■ Document text:
<<<<

Introduction
An estimated 40,000 new cases of rectal cancer were diagnosed in the United States in 2015, encompassing almost one third of all newly diagnosed colorectal cancers. In 4% to 19% of these patients, pelvic recurrence will develop after curative resection. These patients often experience significant pelvic pain, dysesthesia, tenesmus, and other local complications that severely impair quality of life. Early diagnosis and aggressive surgical treatment of locally recurrent rectal cancer may be justified in carefully selected patients and may possibly palliate these problems, as well as potentially prolong disease-free and overall survival.
Nomenclature of Pelvic Recurrence
Several classification systems have been used to describe pelvic recurrences. The most useful of these systems is an anatomic classification of recurrence because it facilitates discussion of possible treatment options and allows for meaningful comparisons of prognosis ( Fig. 32-1 ).
The anatomic classification of recurrence separates the pelvis into axial, anterior, posterior, and lateral regions. The axial region includes both mucosal and perirectal soft tissue recurrences, which may occur after a transanal or transsphincteric excision, at the anastomosis after a low anterior resection (LAR) with primary reconstruction, and in the mesorectum. Axial recurrences also include recurrence of disease in the perineum after an abdominoperineal resection (APR), although these recurrences are relatively rare. Anterior recurrences involve the genitourinary tract, including the vagina, uterus, urinary bladder, and/or distal ureters in women and the seminal vesicles, prostate, urinary bladder, and/or distal ureters in men. The sacrum and/or pelvis are involved in posterior pelvic recurrences; whereas lateral recurrences can invade into adjacent pelvic sidewall structures such as the iliac vessels, pelvic ureters, obturator lymph nodes, adjacent nerves, and muscle, as well as the bony pelvis. It is important to note that pelvic recurrences may often involve multiple anatomic regions, and the degree of involvement in each will dictate whether the patient is a candidate for radical salvage resection.

>>>>

Referring expression material:
<<<<

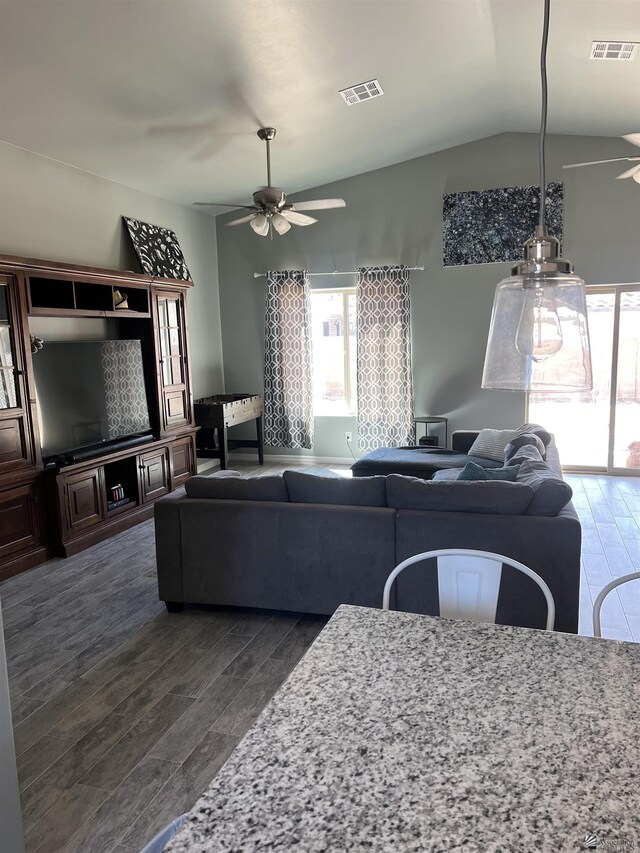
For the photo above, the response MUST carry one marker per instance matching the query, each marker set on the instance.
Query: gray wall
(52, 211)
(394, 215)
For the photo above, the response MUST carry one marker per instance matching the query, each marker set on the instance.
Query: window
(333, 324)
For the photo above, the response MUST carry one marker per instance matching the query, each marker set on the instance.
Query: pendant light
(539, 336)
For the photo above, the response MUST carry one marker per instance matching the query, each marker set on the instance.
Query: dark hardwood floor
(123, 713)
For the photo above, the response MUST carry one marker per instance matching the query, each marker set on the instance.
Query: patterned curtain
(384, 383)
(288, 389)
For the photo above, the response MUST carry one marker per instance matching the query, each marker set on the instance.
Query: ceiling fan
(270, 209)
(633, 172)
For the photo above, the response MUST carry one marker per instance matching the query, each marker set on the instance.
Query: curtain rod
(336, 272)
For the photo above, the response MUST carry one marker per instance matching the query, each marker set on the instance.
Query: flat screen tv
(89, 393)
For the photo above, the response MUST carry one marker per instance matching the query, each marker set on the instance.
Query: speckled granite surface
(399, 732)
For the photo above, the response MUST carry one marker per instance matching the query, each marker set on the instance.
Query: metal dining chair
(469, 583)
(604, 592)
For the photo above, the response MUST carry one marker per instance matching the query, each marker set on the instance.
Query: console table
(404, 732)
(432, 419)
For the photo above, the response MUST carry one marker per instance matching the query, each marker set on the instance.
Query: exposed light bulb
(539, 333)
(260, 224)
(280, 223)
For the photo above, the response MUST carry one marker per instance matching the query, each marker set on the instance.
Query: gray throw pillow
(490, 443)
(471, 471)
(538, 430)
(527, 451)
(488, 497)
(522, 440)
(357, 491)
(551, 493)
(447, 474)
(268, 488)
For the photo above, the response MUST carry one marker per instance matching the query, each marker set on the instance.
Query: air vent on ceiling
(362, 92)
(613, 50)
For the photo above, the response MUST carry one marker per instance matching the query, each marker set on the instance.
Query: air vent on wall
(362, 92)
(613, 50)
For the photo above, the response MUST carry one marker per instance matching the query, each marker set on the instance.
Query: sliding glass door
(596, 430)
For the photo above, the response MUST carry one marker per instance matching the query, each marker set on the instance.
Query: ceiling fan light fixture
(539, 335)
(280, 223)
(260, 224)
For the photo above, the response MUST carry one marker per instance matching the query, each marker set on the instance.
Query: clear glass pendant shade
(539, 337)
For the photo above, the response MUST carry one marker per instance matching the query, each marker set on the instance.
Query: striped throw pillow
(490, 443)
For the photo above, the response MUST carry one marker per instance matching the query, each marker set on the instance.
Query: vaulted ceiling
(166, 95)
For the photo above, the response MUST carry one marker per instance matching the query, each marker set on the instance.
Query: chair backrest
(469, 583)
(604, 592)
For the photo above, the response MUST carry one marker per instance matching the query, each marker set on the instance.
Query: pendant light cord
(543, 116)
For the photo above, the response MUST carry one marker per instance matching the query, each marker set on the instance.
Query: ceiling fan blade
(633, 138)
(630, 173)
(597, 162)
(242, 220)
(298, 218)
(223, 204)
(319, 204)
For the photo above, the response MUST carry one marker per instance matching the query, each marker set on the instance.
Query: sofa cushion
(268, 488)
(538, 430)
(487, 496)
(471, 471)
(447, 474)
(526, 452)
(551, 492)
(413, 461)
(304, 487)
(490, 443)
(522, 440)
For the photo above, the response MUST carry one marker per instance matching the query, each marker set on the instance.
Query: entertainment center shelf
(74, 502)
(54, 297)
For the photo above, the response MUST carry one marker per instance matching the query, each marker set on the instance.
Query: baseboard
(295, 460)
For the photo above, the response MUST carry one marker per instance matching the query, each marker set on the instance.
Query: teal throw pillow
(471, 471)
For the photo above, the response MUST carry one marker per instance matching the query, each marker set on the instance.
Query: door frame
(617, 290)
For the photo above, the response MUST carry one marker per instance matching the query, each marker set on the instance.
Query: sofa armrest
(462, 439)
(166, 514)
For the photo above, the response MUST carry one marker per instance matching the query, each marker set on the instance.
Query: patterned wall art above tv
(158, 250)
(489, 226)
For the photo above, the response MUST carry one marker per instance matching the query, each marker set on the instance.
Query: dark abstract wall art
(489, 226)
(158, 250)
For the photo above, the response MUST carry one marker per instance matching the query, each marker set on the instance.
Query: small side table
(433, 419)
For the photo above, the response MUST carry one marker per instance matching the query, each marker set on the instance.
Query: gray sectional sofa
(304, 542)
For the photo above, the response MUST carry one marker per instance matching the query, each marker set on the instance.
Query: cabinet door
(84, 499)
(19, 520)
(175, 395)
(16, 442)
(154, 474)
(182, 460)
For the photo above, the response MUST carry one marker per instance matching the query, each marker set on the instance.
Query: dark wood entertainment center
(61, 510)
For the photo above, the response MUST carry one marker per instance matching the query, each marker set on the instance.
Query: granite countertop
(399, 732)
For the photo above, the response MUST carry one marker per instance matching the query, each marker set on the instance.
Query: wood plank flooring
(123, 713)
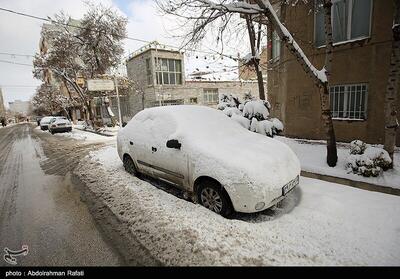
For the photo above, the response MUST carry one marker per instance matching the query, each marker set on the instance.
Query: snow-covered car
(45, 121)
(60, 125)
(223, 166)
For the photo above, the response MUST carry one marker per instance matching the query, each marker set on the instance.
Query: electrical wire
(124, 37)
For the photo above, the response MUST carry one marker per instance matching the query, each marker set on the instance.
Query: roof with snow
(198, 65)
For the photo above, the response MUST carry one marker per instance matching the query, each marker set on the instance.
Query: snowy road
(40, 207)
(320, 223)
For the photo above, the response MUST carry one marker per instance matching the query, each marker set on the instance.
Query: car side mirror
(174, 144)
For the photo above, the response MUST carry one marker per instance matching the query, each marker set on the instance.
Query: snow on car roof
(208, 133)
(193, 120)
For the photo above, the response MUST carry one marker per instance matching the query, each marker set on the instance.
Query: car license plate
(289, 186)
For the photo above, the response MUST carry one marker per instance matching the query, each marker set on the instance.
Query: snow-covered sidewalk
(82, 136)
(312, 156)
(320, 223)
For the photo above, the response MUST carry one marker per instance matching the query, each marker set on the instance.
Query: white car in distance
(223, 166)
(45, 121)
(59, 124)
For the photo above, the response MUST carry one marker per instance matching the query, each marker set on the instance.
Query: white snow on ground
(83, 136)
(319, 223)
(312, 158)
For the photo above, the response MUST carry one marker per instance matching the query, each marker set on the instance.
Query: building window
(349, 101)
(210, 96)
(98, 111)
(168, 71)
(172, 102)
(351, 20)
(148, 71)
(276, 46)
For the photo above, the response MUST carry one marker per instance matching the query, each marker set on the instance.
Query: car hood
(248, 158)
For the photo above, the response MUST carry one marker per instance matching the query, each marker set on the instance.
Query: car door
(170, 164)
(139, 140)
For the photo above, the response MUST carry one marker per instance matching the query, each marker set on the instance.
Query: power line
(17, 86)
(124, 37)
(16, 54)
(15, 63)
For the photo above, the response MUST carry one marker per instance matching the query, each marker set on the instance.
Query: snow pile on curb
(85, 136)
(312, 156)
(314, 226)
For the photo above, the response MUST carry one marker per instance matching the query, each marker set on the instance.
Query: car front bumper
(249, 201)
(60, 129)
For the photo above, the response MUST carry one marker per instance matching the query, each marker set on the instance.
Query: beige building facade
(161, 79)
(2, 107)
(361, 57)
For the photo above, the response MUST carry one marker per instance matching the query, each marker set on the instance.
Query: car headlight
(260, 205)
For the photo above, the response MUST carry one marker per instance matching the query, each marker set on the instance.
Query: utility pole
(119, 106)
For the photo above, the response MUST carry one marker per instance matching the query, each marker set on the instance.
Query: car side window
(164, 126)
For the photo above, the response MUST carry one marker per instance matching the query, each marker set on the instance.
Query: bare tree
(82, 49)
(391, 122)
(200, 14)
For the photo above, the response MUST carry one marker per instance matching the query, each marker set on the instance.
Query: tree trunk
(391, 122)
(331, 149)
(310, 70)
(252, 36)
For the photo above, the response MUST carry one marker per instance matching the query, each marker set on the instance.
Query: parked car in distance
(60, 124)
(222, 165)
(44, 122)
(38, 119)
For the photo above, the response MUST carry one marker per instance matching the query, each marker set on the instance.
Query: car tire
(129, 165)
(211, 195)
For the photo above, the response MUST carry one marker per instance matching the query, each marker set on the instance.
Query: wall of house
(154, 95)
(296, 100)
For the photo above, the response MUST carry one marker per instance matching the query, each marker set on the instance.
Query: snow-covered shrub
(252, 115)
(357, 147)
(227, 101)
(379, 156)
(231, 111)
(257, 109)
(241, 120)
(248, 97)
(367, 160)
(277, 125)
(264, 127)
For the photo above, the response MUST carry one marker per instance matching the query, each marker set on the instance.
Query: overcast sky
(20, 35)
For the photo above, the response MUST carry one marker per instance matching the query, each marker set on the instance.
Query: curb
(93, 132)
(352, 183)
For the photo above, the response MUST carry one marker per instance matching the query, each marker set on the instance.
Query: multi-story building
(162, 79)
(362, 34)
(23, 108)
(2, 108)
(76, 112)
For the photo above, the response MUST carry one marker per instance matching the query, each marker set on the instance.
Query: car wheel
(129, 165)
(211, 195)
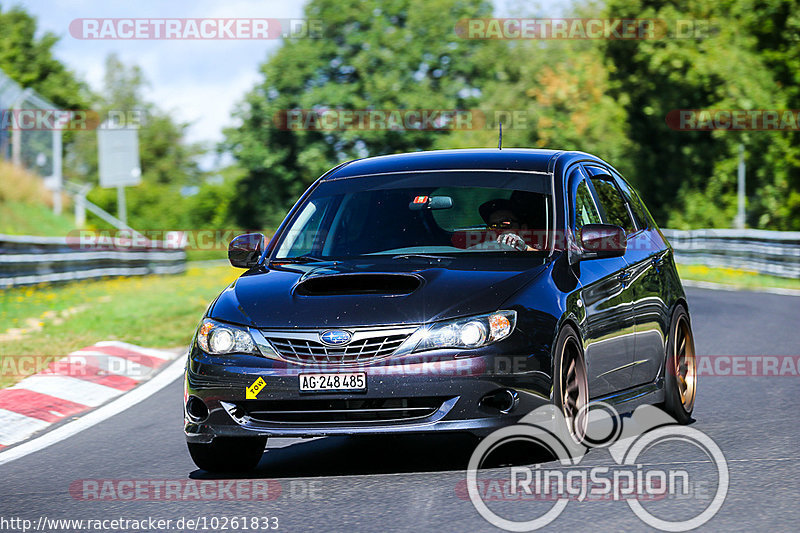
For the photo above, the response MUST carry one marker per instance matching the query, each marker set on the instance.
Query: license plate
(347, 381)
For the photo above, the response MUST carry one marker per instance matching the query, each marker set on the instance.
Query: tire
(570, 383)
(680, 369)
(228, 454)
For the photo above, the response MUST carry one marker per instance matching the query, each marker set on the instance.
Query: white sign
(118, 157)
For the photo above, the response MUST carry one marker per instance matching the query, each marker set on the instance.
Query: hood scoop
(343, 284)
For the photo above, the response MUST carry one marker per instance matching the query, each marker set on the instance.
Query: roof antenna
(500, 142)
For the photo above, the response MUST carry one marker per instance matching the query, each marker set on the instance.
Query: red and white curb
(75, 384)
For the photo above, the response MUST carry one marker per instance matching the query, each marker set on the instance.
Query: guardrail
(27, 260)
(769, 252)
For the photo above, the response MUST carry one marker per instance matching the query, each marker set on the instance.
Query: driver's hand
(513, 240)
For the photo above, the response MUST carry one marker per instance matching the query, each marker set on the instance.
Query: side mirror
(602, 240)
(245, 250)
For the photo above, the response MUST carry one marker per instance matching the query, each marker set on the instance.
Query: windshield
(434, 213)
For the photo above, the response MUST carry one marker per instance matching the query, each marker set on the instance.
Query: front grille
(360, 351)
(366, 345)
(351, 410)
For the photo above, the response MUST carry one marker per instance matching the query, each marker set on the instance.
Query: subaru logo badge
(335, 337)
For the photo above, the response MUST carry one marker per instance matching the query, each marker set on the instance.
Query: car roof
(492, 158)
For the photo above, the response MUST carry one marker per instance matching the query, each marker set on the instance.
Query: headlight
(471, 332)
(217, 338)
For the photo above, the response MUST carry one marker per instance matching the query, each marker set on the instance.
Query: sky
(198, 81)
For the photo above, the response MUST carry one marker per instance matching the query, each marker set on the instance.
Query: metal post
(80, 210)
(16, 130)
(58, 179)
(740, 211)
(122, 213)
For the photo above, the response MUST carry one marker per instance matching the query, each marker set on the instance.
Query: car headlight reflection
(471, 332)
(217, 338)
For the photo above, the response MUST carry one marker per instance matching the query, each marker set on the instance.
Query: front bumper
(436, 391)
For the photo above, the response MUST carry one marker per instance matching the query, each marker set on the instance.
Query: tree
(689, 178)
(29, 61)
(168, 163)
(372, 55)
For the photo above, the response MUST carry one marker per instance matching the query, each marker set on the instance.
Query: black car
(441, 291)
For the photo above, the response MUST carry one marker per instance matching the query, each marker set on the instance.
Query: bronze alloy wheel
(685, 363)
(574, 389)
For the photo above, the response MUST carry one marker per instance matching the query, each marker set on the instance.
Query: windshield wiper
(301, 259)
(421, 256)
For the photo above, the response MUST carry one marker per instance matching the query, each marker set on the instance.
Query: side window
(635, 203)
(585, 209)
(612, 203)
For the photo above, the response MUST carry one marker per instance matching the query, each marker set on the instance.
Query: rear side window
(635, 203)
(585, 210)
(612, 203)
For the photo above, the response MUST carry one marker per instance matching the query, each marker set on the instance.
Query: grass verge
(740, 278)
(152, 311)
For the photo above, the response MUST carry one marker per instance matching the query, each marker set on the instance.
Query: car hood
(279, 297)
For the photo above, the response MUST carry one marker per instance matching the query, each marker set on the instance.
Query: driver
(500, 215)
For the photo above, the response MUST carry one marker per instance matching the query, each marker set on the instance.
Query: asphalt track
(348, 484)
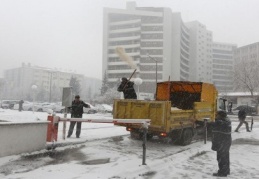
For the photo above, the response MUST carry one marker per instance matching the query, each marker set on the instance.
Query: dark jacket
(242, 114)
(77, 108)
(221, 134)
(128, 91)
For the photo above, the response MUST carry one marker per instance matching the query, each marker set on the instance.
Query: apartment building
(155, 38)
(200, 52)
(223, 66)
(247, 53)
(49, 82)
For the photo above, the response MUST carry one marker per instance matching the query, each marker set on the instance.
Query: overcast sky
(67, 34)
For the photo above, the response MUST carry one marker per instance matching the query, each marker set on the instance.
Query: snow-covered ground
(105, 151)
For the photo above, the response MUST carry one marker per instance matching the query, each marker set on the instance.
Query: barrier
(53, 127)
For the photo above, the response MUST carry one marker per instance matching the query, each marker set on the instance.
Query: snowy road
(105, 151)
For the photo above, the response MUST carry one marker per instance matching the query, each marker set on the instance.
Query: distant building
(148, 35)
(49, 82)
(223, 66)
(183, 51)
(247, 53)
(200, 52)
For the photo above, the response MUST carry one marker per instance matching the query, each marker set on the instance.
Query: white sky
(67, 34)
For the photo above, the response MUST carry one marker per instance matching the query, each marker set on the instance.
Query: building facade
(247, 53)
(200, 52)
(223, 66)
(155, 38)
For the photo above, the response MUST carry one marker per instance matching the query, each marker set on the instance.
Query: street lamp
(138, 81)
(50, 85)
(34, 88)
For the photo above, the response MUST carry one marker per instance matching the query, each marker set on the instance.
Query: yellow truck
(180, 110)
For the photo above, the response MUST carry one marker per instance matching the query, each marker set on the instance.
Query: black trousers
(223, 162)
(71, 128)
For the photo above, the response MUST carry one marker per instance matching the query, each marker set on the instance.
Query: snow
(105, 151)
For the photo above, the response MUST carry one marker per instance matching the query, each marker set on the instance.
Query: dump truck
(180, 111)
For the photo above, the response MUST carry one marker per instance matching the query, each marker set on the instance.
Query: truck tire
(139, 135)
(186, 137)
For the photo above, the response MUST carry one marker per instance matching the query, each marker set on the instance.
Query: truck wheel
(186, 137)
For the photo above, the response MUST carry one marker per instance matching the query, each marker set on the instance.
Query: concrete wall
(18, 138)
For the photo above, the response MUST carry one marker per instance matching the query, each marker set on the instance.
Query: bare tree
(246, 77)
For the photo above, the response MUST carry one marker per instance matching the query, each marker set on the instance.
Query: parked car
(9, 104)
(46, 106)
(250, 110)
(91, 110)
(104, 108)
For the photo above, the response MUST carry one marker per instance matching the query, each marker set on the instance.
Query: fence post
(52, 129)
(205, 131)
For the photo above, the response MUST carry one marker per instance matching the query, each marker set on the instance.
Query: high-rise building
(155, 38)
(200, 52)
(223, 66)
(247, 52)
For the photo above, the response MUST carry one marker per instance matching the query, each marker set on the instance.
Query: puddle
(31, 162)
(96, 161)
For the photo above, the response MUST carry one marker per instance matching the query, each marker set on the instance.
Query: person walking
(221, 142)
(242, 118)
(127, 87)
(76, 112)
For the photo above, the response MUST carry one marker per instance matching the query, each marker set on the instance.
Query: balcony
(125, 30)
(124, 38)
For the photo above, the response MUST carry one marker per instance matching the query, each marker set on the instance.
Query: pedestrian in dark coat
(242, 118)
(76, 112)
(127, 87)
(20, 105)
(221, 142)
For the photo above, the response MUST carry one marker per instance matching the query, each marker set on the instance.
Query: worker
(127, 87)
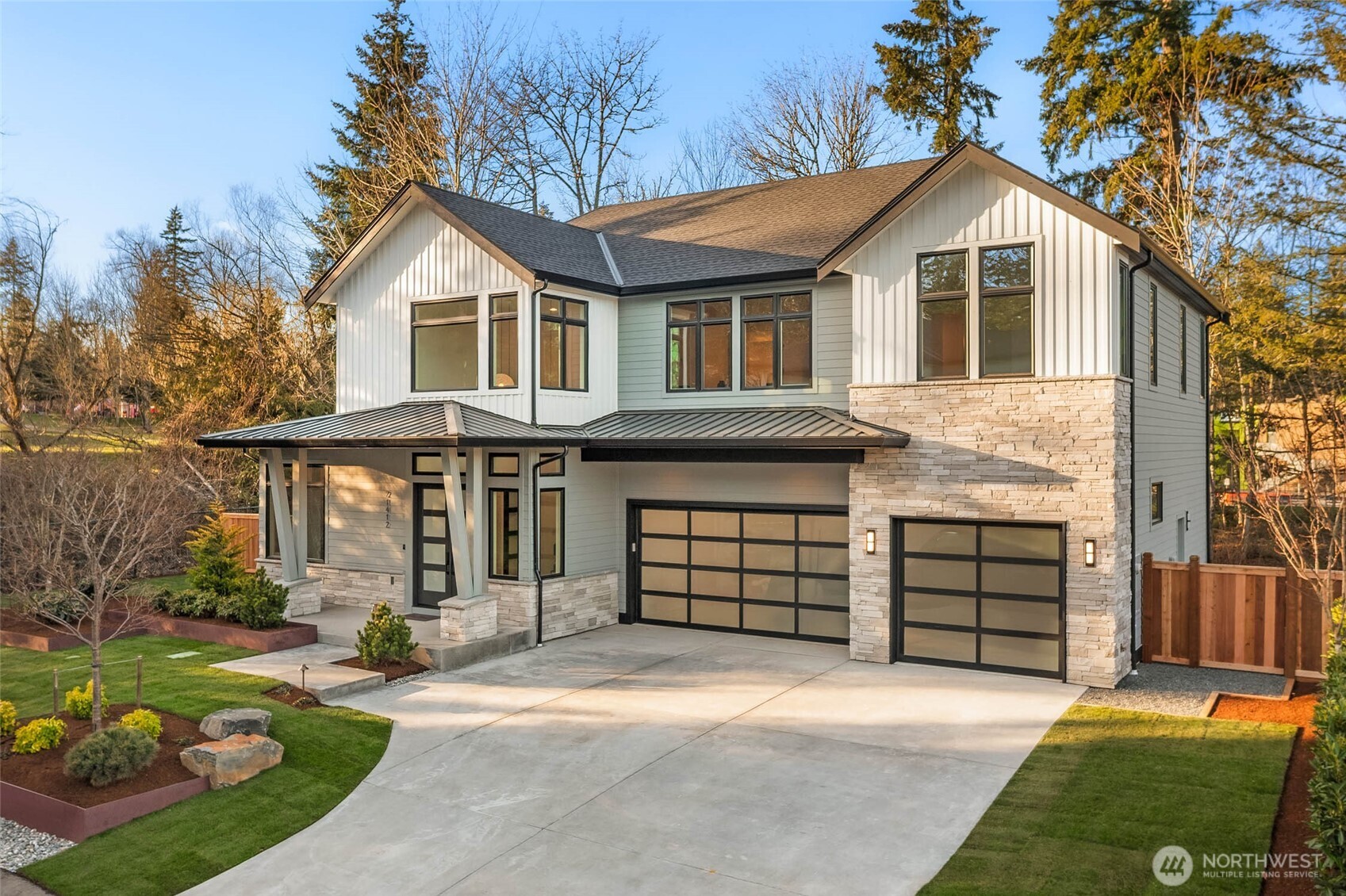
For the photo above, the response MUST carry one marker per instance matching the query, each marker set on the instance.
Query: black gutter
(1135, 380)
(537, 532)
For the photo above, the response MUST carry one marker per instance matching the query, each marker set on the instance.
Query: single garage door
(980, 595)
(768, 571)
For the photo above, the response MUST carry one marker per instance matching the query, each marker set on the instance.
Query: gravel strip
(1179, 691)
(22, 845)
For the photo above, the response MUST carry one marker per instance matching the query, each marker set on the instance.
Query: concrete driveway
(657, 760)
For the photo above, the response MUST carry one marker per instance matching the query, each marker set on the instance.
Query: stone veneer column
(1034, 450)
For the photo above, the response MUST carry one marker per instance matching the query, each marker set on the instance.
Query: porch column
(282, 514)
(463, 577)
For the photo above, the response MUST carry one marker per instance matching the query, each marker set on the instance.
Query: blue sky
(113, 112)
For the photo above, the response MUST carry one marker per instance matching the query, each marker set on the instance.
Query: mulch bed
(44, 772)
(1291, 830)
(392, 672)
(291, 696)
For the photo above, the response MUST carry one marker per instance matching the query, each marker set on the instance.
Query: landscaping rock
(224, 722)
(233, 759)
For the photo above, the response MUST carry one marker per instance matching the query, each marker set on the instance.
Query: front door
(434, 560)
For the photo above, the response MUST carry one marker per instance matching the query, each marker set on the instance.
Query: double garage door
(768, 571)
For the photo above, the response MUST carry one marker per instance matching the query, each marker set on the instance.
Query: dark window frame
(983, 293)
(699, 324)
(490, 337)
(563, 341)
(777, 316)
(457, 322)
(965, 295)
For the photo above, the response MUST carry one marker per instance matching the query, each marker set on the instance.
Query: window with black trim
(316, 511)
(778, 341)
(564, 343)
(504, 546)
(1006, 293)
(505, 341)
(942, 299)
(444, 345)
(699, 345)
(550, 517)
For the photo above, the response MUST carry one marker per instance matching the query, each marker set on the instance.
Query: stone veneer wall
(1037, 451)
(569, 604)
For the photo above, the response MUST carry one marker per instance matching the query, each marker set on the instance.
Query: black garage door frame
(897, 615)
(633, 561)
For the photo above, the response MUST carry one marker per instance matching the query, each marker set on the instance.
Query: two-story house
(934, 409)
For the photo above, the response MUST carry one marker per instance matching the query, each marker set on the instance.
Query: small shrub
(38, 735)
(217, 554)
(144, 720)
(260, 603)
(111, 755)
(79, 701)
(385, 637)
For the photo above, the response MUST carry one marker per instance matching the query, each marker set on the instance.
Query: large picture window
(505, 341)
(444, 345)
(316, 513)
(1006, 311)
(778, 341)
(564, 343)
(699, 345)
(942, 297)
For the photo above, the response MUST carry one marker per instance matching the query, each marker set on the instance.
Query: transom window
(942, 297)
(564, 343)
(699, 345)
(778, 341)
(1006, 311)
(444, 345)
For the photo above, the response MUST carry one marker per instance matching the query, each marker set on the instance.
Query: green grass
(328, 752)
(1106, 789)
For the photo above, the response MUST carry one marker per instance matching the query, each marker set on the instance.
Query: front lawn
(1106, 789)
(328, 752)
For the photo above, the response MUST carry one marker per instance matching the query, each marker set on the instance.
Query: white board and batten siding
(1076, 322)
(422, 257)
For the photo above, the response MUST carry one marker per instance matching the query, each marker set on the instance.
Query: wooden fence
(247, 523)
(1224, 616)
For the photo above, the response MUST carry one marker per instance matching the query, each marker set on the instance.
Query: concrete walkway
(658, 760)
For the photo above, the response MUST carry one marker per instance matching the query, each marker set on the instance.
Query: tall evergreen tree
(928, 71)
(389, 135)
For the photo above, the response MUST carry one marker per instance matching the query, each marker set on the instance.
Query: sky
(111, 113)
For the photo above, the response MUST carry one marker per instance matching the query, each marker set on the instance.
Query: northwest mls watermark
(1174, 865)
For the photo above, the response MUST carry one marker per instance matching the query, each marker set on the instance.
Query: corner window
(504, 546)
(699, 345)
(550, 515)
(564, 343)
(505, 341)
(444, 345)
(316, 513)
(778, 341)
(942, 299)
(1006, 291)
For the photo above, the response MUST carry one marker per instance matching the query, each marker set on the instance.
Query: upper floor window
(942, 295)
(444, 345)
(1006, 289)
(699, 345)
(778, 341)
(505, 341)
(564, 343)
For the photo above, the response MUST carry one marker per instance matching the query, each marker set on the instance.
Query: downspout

>>>>

■ Assignment: According to the document text, what four regions does the anatomic classification of recurrence divide the pelvis into?

■ Solution to the problem: Axial, anterior, posterior, and lateral regions.